Or, if we think hard, and use our creativity, we can break set and respond on a completely different spectrum. I have argued elsewhere that this is what Jesus did when he told us to turn the other cheek (see Wikipedia for the figurative, culturally-based interpretation: http://en.wikipedia.org/wiki/Turn_the_other_cheek#Figurative_interpretation).

Tobias said...

Thanks drdanfee and weiwen. I am inclined to see this situation as much as a failure on the part of the "liberals" both to be aware of the depth of the problem and to make a more intensive effort at outreach and above all, education. We have allowed the conservative academics to dominate the "airwaves" for far too long; and I would have to say that many of our reponses have been less then well thought-out and systematic. Yes, here or there one sees a good argument, but the effort is uncoordinated -- something those on the reasserter side have no problem doing. We need to make our case more effectively, if the consensus is ever to change. We can no longer simply rely on "good will."

I will reflect more on this as I have time. With Ash Wednesday upon us, and a member of my parish in the hospital, I'm up to my neck.

michaelc said...

Hello, Tobias
I'm with drdanfee - I read the communique as basically saying to TEC: either get rid of all the queer folk or put them back in the closet and make sure they don't mention all that icky gay stuff. It's folly to think that the Akinola / Duncan / Minns crowd will be satisfied with anything less than a full purge of glbt folks in the church. For if our bishops do acquiesce to these demands [made only to TEC, by the way, and not to Canada or England, curiously], which I pray will not happen, then a huge chunk of our very soul will be sacrificed.

* Tasks for this exercise
a. For each statement, say yes or no as to whether it agrees with the blog comments, and quote the words that decide it: (i) Tobias says Ash Wednesday is upon them. (ii) michaelc says the demands were also made to Canada and England. (iii) Tobias calls the liberal effort well coordinated.
b. Please continue the blog comments above from their last sentence.
The data after this point is separate material, apart from the blog comments.

* The data
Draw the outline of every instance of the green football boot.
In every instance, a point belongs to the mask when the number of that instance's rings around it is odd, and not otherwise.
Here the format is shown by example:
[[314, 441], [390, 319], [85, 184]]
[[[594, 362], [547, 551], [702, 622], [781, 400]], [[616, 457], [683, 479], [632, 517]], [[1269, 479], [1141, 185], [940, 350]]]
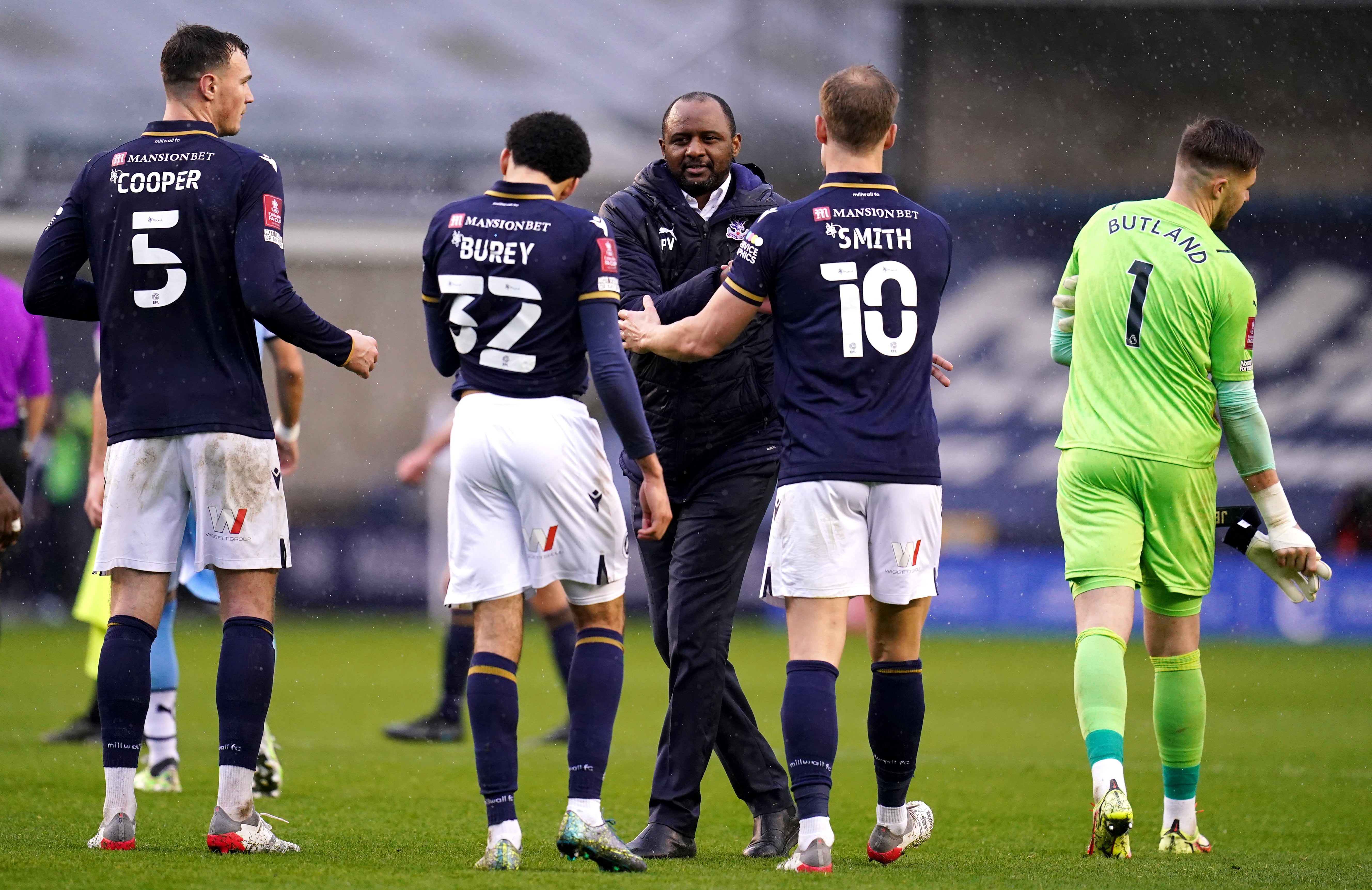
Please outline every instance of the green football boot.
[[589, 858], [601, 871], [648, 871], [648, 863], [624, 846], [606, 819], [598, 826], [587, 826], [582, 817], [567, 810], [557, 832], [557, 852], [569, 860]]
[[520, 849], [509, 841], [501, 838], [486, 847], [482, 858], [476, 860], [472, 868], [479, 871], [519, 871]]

* Your written answers
a.
(i) Yes: "With Ash Wednesday upon us"
(ii) No: "made only to TEC, by the way, and not to Canada or England"
(iii) No: "the effort is uncoordinated"

b.
And re: your response that 'some of our responses have been less than well-thought out and systematic', I think many, many have laid out comprehensive theological arguments . The 'other side' has simply proof-texted their arguments, while you and many others have presented well-argued theological analyses of why we as queer folk are a part of the Body of Christ.
Michael C [nwbx ipc]

Jim said...

I don't want to belabor this point any more than you and others do. **My** intention was not to call anyone racist, and especially not you. I simply wanted to point out that, consciously or not, intentionally or not, to use an image of a primate -- of whatever sort -- invites, indeed registers, the terrible, historical archive of racist, pseudo-scientific, pseudo-religious attempts at correlating humans of African descent and members of the primate species, of which Christians have been a sad part. This, given the nexus of race, sex, and power currently working in the AC, is too explosive to pun lightly.

I would commend Thomas F. Gossett's rather old, but still quite compelling book RACE: THE HISTORY OF AN IDEA IN AMERICA (1965). I would especially recommend the chapters on 18th and 19th century anthropology as well as the chapter on Race and Social Darwinism as background to how these kinds of connections have, despite our enlightened best intentions, become a kind of racial "common sense," even in our age of globalization and putative multiculturalism.

I hope this doesn't get in the way of the important work of justice and inclusion for all people. I hope Tobias you see me as a fellow traveller in the struggle. A meaningful Lent to us all.

Tobias said...

Dear Jim,
I do understand your point, given this further explanation. It seems to me that this is a question of structural, rather than personal, racism. Becuase of a legacy of racism, certain words, phrases or images, still create problems even though there may be no intent.

But I would like to get to the deeper issue. When Ed Browning was elected, my brothers and I gave him a plush stuffed gorilla with a small mitre. This was an obvious reference to the double meaning of the word "primate." No one took offence; no one suggested we thought Ed Browning was "apelike." In this present instance, however, even though I was making the same pun, suddenly it's racist. Why -- because the perceived "object" of the joke is an African. As I noted above, this to me points out the reality of systemic racism, a systemic racism that is not dead.

I don't know what else to do but tune up my PC awareness a notch, which I hate to have to do. But I'm now aware of a level of systemic racism I thought was long dead.